What is required -
Rewrite all the rows below as a Markdown table with two columns, Index for the row number and Text for the row itself, skipping any blank rows. Leave the pictures out of the table.

Start of Extracted records

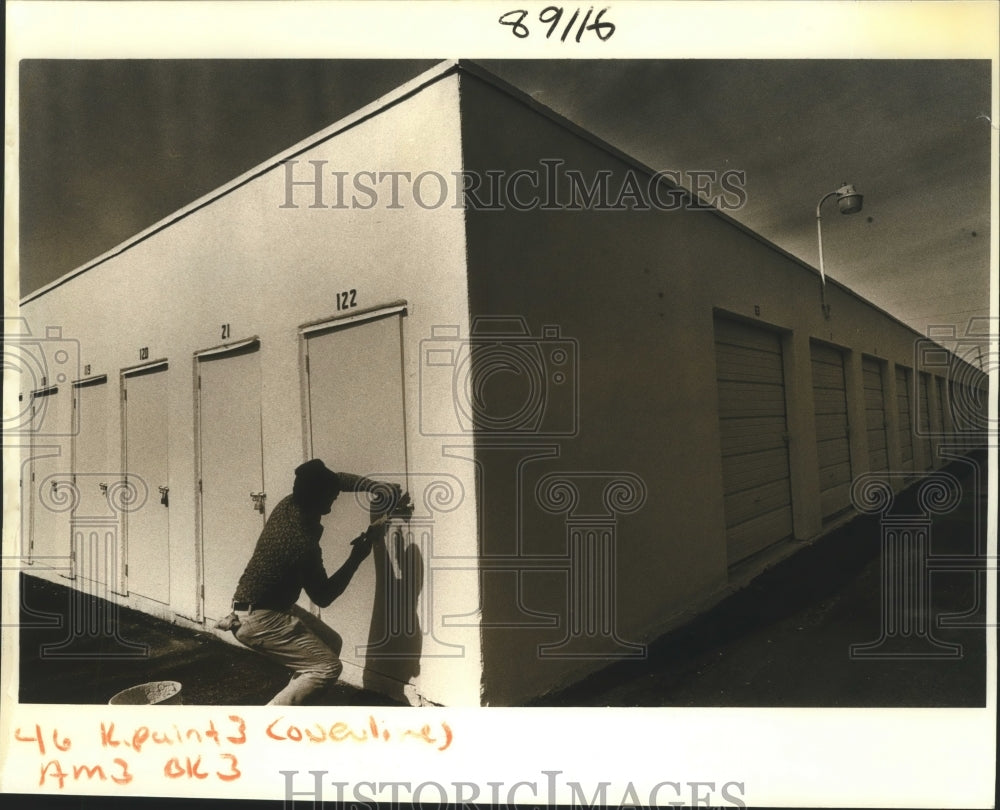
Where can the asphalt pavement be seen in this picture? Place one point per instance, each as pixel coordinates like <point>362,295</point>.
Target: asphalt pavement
<point>783,640</point>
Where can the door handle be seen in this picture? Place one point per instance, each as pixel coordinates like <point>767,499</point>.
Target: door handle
<point>258,501</point>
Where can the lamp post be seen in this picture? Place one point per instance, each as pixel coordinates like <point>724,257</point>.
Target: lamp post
<point>849,201</point>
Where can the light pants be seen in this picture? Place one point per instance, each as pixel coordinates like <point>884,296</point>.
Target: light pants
<point>301,642</point>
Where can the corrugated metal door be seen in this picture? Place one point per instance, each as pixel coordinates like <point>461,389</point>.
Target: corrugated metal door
<point>356,425</point>
<point>754,435</point>
<point>833,444</point>
<point>939,422</point>
<point>147,525</point>
<point>230,465</point>
<point>875,421</point>
<point>924,420</point>
<point>905,420</point>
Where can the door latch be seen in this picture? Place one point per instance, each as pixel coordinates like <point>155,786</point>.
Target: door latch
<point>258,501</point>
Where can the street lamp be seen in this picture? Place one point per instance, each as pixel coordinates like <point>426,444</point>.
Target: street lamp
<point>849,201</point>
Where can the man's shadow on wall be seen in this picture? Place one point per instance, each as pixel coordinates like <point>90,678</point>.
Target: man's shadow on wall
<point>395,636</point>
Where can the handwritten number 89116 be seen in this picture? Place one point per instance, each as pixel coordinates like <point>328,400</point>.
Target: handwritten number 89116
<point>553,17</point>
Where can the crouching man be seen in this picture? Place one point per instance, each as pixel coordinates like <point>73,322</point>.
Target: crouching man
<point>286,559</point>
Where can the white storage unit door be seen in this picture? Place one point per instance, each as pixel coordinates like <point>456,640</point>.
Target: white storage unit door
<point>95,542</point>
<point>905,420</point>
<point>357,425</point>
<point>875,421</point>
<point>924,419</point>
<point>147,468</point>
<point>754,435</point>
<point>229,469</point>
<point>49,539</point>
<point>833,447</point>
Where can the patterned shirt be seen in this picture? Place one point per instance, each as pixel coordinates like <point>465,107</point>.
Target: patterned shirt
<point>287,559</point>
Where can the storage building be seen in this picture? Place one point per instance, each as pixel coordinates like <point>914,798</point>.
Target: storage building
<point>605,415</point>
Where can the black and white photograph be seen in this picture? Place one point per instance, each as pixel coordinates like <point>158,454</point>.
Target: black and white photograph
<point>392,409</point>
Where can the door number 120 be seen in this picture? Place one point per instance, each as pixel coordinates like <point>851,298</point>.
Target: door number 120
<point>347,300</point>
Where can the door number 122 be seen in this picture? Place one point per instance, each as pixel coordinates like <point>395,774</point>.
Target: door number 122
<point>347,300</point>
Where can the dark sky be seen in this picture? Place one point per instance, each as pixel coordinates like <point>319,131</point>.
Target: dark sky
<point>109,147</point>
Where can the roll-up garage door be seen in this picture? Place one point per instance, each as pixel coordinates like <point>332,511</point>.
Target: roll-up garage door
<point>905,422</point>
<point>924,419</point>
<point>875,421</point>
<point>754,434</point>
<point>939,423</point>
<point>833,446</point>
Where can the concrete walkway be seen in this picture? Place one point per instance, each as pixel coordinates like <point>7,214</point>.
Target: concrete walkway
<point>782,641</point>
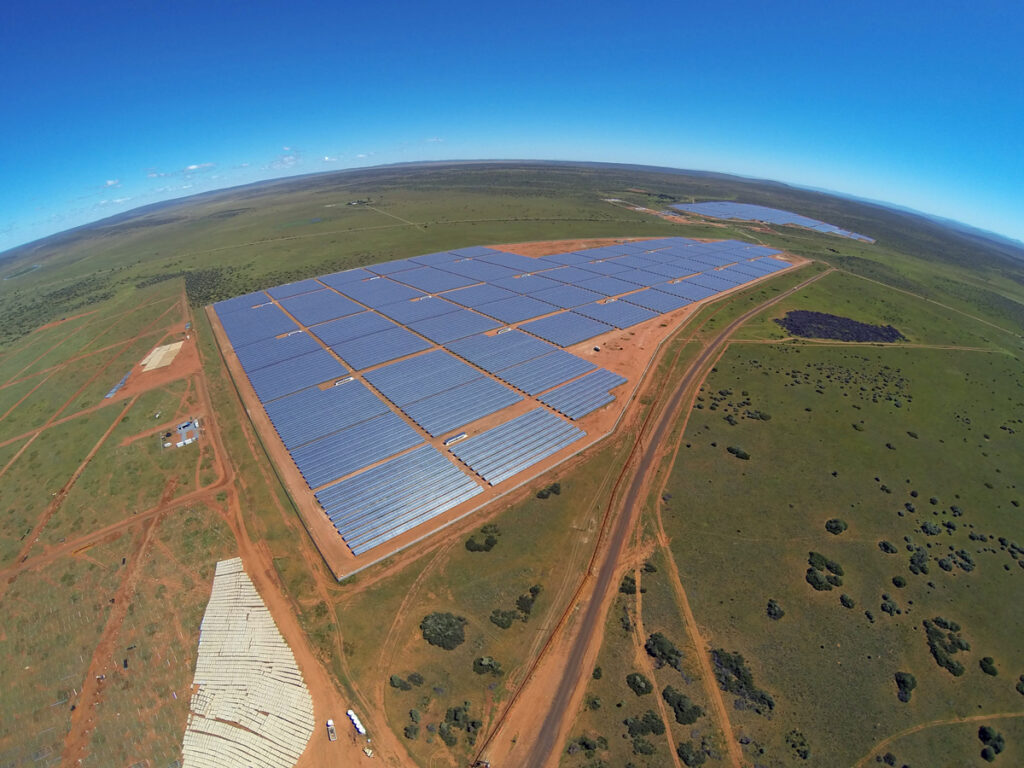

End of Extracted records

Completed exercise -
| Index | Text |
|---|---|
| 1 | Where can the asphalt pavement be seen in this picture? Place one point per instance, each as pixel coordinates like <point>362,295</point>. |
| 2 | Target: asphalt pavement |
| 3 | <point>783,640</point> |
| 4 | Where can the door handle be seen in this picture? Place one point per instance, each as pixel coordinates like <point>767,499</point>. |
| 5 | Target: door handle |
| 6 | <point>258,501</point> |
| 7 | Where can the lamp post be seen in this picture? Place one point per instance, each as pixel coordinates like <point>724,257</point>. |
| 8 | Target: lamp post |
| 9 | <point>849,201</point> |
| 10 | Where can the light pants be seen in this picture? Place one point per instance, each as pixel coordinates like <point>884,296</point>. |
| 11 | Target: light pants |
| 12 | <point>301,642</point> |
| 13 | Where can the corrugated metal door be seen in this picture? Place one point per instance, each as pixel coordinates like <point>461,389</point>. |
| 14 | Target: corrugated metal door |
| 15 | <point>356,425</point> |
| 16 | <point>754,435</point> |
| 17 | <point>833,444</point> |
| 18 | <point>939,422</point> |
| 19 | <point>147,525</point> |
| 20 | <point>230,465</point> |
| 21 | <point>875,421</point> |
| 22 | <point>924,420</point> |
| 23 | <point>905,420</point> |
| 24 | Where can the door latch be seen in this picture? Place one point per instance, each as pixel coordinates like <point>155,786</point>. |
| 25 | Target: door latch |
| 26 | <point>258,501</point> |
| 27 | Where can the street lamp be seen in this picture? Place one point per instance, each as pixel coordinates like <point>426,444</point>. |
| 28 | Target: street lamp |
| 29 | <point>849,201</point> |
| 30 | Where can the man's shadow on wall be seen in this picture? Place one point per instance, each as pixel coordinates like <point>90,678</point>. |
| 31 | Target: man's shadow on wall |
| 32 | <point>395,636</point> |
| 33 | Where can the handwritten number 89116 be seen in this picture? Place one point per instance, each as pixel coordinates like <point>328,400</point>. |
| 34 | Target: handwritten number 89116 |
| 35 | <point>553,17</point> |
| 36 | Where can the crouching man be seen in this picture? Place one point per instance, each as pixel coordinates like <point>73,322</point>. |
| 37 | Target: crouching man |
| 38 | <point>286,559</point> |
| 39 | Where can the white storage unit door be seen in this picture? Place one point per instance, each as pixel coordinates like <point>456,640</point>. |
| 40 | Target: white storage unit door |
| 41 | <point>95,542</point> |
| 42 | <point>905,420</point> |
| 43 | <point>357,425</point> |
| 44 | <point>875,421</point> |
| 45 | <point>924,419</point> |
| 46 | <point>147,468</point> |
| 47 | <point>754,435</point> |
| 48 | <point>229,469</point> |
| 49 | <point>49,539</point> |
| 50 | <point>833,447</point> |
| 51 | Where can the patterned shirt be seen in this picture? Place one point per instance, each as pixel coordinates like <point>465,107</point>. |
| 52 | Target: patterned shirt |
| 53 | <point>287,559</point> |
| 54 | Where can the storage building be seen in this picture? Place one point per instance, each as pixel coordinates like <point>914,798</point>. |
| 55 | Target: storage building |
| 56 | <point>605,415</point> |
| 57 | Where can the black and white photograph be seen in this picture? Place one point per instance, each as pixel coordinates like <point>158,454</point>. |
| 58 | Target: black and white photograph |
| 59 | <point>392,409</point> |
| 60 | Where can the door number 120 be seen in this picture? Place one point per instance, each as pixel coordinates like <point>851,298</point>. |
| 61 | Target: door number 120 |
| 62 | <point>347,300</point> |
| 63 | Where can the door number 122 be seen in this picture? Place one point per instance, each as pixel coordinates like <point>395,774</point>. |
| 64 | Target: door number 122 |
| 65 | <point>347,300</point> |
| 66 | Where can the dark sky be seen in this picture? Place one point per instance, each as pixel coordinates like <point>319,131</point>. |
| 67 | Target: dark sky |
| 68 | <point>109,147</point> |
| 69 | Where can the roll-up garage door be seen in this picture? Place one point per instance, each as pixel coordinates like <point>332,511</point>. |
| 70 | Target: roll-up garage door |
| 71 | <point>905,422</point> |
| 72 | <point>924,419</point> |
| 73 | <point>875,421</point> |
| 74 | <point>754,434</point> |
| 75 | <point>939,423</point> |
| 76 | <point>833,446</point> |
| 77 | Where can the concrete walkway be seen in this picture? Place one point per instance, each as pixel coordinates like <point>7,214</point>. |
| 78 | Target: concrete walkway |
| 79 | <point>782,641</point> |